Records provided →
== Segment start ==

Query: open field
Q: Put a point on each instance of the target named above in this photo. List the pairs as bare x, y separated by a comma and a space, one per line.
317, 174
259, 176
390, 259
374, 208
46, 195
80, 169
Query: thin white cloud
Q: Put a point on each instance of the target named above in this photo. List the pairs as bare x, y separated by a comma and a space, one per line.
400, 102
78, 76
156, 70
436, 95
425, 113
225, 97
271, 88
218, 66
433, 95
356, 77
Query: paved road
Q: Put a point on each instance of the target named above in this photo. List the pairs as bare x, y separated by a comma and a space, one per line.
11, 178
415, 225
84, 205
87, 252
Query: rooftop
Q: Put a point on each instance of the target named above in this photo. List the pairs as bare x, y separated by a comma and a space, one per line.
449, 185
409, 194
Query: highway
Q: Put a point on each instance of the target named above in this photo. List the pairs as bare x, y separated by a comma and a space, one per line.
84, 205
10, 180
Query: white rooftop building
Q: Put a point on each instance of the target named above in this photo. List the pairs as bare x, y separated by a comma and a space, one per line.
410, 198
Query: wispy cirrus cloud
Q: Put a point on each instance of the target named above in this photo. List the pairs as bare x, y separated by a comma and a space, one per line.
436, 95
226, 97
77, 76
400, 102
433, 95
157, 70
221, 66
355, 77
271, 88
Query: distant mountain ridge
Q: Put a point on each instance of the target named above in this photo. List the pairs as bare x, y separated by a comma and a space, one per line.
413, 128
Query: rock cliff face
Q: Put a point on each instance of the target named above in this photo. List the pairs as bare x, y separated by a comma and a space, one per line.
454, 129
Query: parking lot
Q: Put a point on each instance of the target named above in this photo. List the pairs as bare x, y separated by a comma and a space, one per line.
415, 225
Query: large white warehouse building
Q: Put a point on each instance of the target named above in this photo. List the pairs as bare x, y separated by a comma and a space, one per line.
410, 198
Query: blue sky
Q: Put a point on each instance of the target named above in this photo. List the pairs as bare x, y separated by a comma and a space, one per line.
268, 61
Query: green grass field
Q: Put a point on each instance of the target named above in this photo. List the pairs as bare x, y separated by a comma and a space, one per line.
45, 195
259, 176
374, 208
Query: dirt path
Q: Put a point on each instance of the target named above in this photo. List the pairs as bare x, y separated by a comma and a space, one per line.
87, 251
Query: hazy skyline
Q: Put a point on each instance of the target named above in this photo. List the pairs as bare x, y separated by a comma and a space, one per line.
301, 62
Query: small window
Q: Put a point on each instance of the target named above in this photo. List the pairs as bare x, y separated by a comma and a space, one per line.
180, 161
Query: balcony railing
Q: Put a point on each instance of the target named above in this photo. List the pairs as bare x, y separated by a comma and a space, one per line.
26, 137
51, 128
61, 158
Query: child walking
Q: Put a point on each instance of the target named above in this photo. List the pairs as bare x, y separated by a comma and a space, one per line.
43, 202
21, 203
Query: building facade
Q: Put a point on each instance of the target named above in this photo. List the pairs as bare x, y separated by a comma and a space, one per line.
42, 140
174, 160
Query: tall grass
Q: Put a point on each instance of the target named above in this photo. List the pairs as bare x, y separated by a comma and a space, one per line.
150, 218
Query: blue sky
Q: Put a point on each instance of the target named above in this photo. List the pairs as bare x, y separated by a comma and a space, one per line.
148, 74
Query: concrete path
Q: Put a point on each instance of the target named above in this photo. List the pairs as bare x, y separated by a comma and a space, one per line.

== Segment end ==

Required work → Would you please output every record again, exactly?

Answer space →
Query: open field
Q: Put a point on each instance of the target named above in this photo. List the pairs as bare x, y separated by a comma and a space, one per line.
317, 174
259, 176
390, 259
374, 208
46, 195
80, 169
Query: thin white cloud
Q: Put a point on each instance of the target named above in this photo. List the pairs as bare x, y separated by a comma and a space, one per line.
400, 102
78, 76
156, 70
436, 95
425, 113
225, 97
271, 88
218, 66
433, 95
356, 77
Query: paved road
Q: Put a point on each instance of the target named above in this photo. List the pairs as bare x, y separated by a comma and a space, one per line.
11, 178
415, 225
84, 205
87, 252
Query: rooftop
Q: Put a point on each instance of the target named above in this photo. List the pairs as bare x, y separated by a comma and a space, one per line.
449, 185
409, 194
Query: highway
Q: Put a point on each instance of the target named above in this photo. List the pairs as bare x, y separated by a comma and a space, one per line.
84, 205
10, 180
Query: white rooftop building
Q: Put a point on each instance of the target named above in this photo. List the pairs as bare x, y separated by a comma and a space, one per line.
410, 198
Query: wispy cirrus cloud
Q: Put a point on each instance of the target named above in this photo. List the pairs as bare x, y separated by a comma and a space, one per line.
436, 95
226, 97
77, 76
400, 102
433, 95
157, 70
221, 66
355, 77
271, 88
Query: distant mountain ridge
Q: Put a point on each instance of the target named above in this photo. List the pairs as bare x, y separated by a comma and a space, one per line.
413, 128
Query: rock cliff face
Q: Put a point on each instance of the target named above in this photo. List the pairs as bare x, y separated by a comma and a space, one per line.
454, 129
Query: parking lot
Q: Put a point on each instance of the target named above in this photo. List the pairs as bare x, y separated by a comma and a space, one per line.
415, 225
Query: large white warehouse building
Q: Put a point on each instance of the target named above in this photo. List the pairs as bare x, y separated by a comma and a space, one per line.
410, 198
Query: blue sky
Q: Put a point on each instance of the target named above in this photo. List the pairs as bare x, y separated by a comma and a space, one per line.
268, 61
Query: green grass field
Q: Put a point on each instance of the target named above in this photo. List the pairs as bare x, y separated by a comma and a space, one per line.
45, 195
259, 176
374, 208
Query: dirt path
Q: Put a point on each instance of the target named above in this photo. List the pairs as bare x, y separated by a comma and a space, one per line.
87, 251
Query: hazy skyline
Q: Put a point on each instance of the target named above in this photo. List the pairs as bare x, y separated by a comma and a space, one per line.
301, 62
Query: small window
Q: Put a point on each instance of the target named above in this photo. List the pairs as bare x, y separated by a comma and a space, one per line.
180, 161
Query: balcony railing
Q: Put a point on each instance of the target named above in this photo. List the pairs as bare x, y separated by a comma and a space, one per line.
26, 137
51, 128
61, 158
Query: child walking
Q: Put a point on each instance of the target named above in this photo. List the pairs as bare x, y separated by a comma and a space, one per line.
43, 202
21, 203
Query: building facade
Q: Put a point on each instance of the target named above in this photo. List the pairs as bare x, y separated by a comma and a space, one per line.
42, 140
174, 160
Query: tall grass
Q: Put a point on each instance of the target named above in this photo. List the pairs as bare x, y separated by a comma and a space, one per line.
150, 218
Query: blue sky
Q: Put a point on each instance of the target named above in this photo. List the pairs as bare x, y separated by a comma and a space, one per line.
148, 74
Query: concrete path
Q: Put a point on each instance of the target named above in this photo. List the pairs as bare x, y separated by a comma and a space, one per line.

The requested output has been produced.